### Your task
Copy the passage on adding folic acid to bread word for word, between "And only a quarter" and "effects for some.", inclusive.

### Source passage
◇ ◇ ◇ ◇ ◇ ◇ ◇
The debate over putting folic acid in bread started today and it goes something like this. Do-gooders in The Food Standards Agency , and some renowned cooks such as Marguerite Patten, want to make sure the substance gets to pregnant women in order to prevent birth defects.
Other equally renowned scientist and chefs, including Egon Ronay, don’t see why the general population should receive substances which are not essentially part of the food.
The evidence for the first argument comes in this full board report from the agency.
The agency says Folic acid can reduce incidents of neural tube defects such as spina bifida which currently affect up to 900 pregnancies per year in the UK.
And only a quarter of women follow Department of Health advice and take Folic acid – a synthetic form of the B vitamin folate – before and after conception, the most recent figures show.
But on the other side, those opposing the move point out that not everyone will benefit from doses of Folic acid and there may be some adverse effects for some.
Hilary Powers, professor of nutritional biochemistry at the University of Sheffield, told the BBC’s Today programme this morning that there could be a cancer risk.
She said: “I’m also concerned there are unknown risks is a risk in increasing circulating levels of folic acid in the blood.
“One possible scenario is an increase in cells’ capacity for division which could have implications for cancer risk.”
And in another recent radio programme, Egon Ronay claimed that only standard white loaves would be added to.
If this turns out to be the case, it would presumably leave mothers-to-be who eat wholemeal bread in the same position as they are now i.e. able to take responsibility for their own pregnancy.
The FSA has presented four options and started the 12 week consultation stage today. they are;
• Continue with the current situation where women trying to get pregnant and those in the early stages should take 400 micrograms a day
• Increase efforts to encourage young women to boost their folic acid intake
• Encourage the food industry to fortify more foods with folic acid
• Back mandatory fortification of bread or flour
So, whichever side of the debate you come down on, it’s time to make your voice heard.
◇ ◇ ◇ ◇ ◇ ◇ ◇
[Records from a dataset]

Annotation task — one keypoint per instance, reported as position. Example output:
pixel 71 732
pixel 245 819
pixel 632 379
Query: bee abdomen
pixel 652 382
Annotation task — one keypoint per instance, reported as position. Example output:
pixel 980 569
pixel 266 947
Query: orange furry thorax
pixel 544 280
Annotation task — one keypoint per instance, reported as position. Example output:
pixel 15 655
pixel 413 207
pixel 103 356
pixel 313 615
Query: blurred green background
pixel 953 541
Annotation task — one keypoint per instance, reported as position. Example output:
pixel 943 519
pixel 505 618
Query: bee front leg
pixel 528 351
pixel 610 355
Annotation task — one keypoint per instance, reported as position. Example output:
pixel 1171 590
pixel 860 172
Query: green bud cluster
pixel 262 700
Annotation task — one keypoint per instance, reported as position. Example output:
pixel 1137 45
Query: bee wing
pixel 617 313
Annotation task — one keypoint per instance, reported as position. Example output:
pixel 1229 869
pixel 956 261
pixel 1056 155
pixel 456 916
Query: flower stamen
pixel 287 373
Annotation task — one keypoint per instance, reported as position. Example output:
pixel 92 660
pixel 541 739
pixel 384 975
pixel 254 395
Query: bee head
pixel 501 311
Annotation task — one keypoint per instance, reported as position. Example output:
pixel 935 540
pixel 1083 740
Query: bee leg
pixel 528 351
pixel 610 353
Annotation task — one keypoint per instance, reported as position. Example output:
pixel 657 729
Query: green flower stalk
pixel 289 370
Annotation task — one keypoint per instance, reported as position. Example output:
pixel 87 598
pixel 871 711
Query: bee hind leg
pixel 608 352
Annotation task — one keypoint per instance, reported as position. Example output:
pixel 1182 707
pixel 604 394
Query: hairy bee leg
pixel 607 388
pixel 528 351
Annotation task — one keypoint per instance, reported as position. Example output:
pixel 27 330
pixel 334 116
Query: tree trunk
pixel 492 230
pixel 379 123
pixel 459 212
◇ ◇ ◇ ◇ ◇ ◇ ◇
### Result for this exercise
And only a quarter of women follow Department of Health advice and take Folic acid – a synthetic form of the B vitamin folate – before and after conception, the most recent figures show.
But on the other side, those opposing the move point out that not everyone will benefit from doses of Folic acid and there may be some adverse effects for some.